[25/08/2011] News

La recessione double-dip farà saltare i finanziamenti per l'adattamento al cambiamento climatico?

Se arriverà un'altra recessione, i Paesi ricchi rinunceranno a stanziare i 100 miliardi di dollari all'anno in aiuti clima che hanno promesso ai Paesi in via di sviluppo entro il 2020? E' questa la domanda che circola sempre più insistentemente nei colloqui climatici in preparazione della Cop 17 Unfccc che si terrà a Durban tra novembre e dicembre.

Molti dei Paesi più poveri del mondo, che sono in prima linea nella battaglia contro gli effetti del global warming, pagherebbero per avere una "crisi" come la nostra e con il nostro Pil, ma sanno che se i ricchi si impoveriscono a causa della speculazione finanziaria e dei limiti del modello di consumo occidentale, difficilmente saranno disposti a mettersi davvero le mani in tasca per aiutarli a combattere siccità, inondazioni, fame che sono il frutto avvelenato dei cambiamenti ambientali e climatici innescati da quello stesso modello di sviluppo.

ISTRUZIONI DEL COMPITO: Prosegui l'articolo qui sopra sugli aiuti per il clima minacciati dalla recessione, ripartendo dopo la sua ultima frase.

MATERIALE:
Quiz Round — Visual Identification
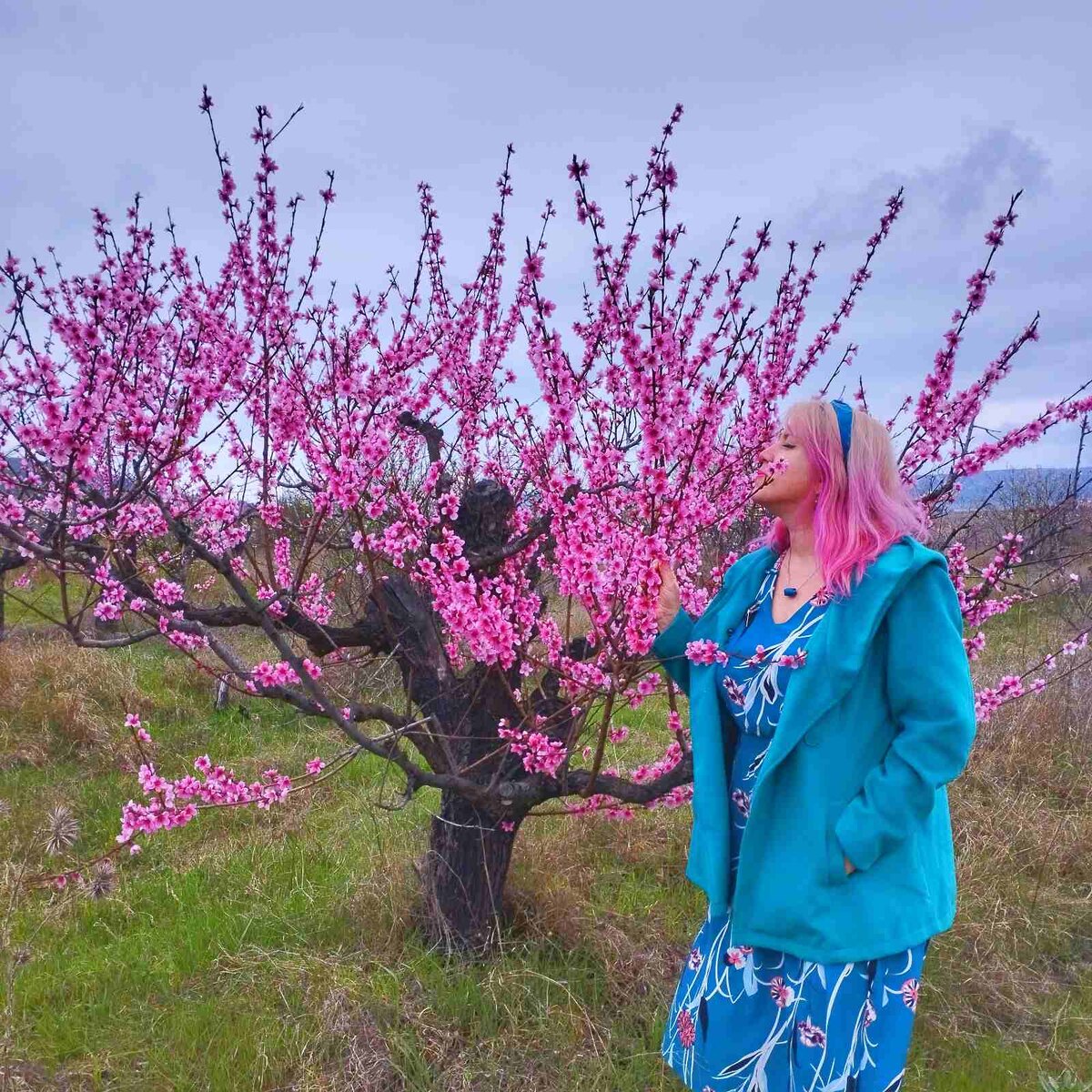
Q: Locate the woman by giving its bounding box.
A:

RISULTATO DEL COMPITO:
Come spiegano Jeff Coelho and Valerie Volcovici su Point Carbon News, secondo l'accordo di Copenaghen del 2009 i Paesi industrializzati hanno promesso di fornire, entro il 2020, 100 miliardi di dollari all'anno in aiuti climatici. Intanto, per il periodo 2010-2012, avrebbero dovuto fornire 30 miliardi dollari di nuovi finanziamenti  per aiutare i Paesi poveri a ridurre le emissioni e ad adattarsi ai cambiamenti climatici. Secondo i dati 2010, mentre alcuni Paesi, nonostante la crisi, stanno rispettando gli impegni per arrivare ai 10 miliardi di dollari annui, altre grandi economie mondiali, a cominciare dagli Usa, devono ancora dire quanto intendono stanziare per il 2011 e il 2012, mentre altri Paesi industrializzati stanno letteralmente facendo finta di nulla e non rispettano le promesse fatte.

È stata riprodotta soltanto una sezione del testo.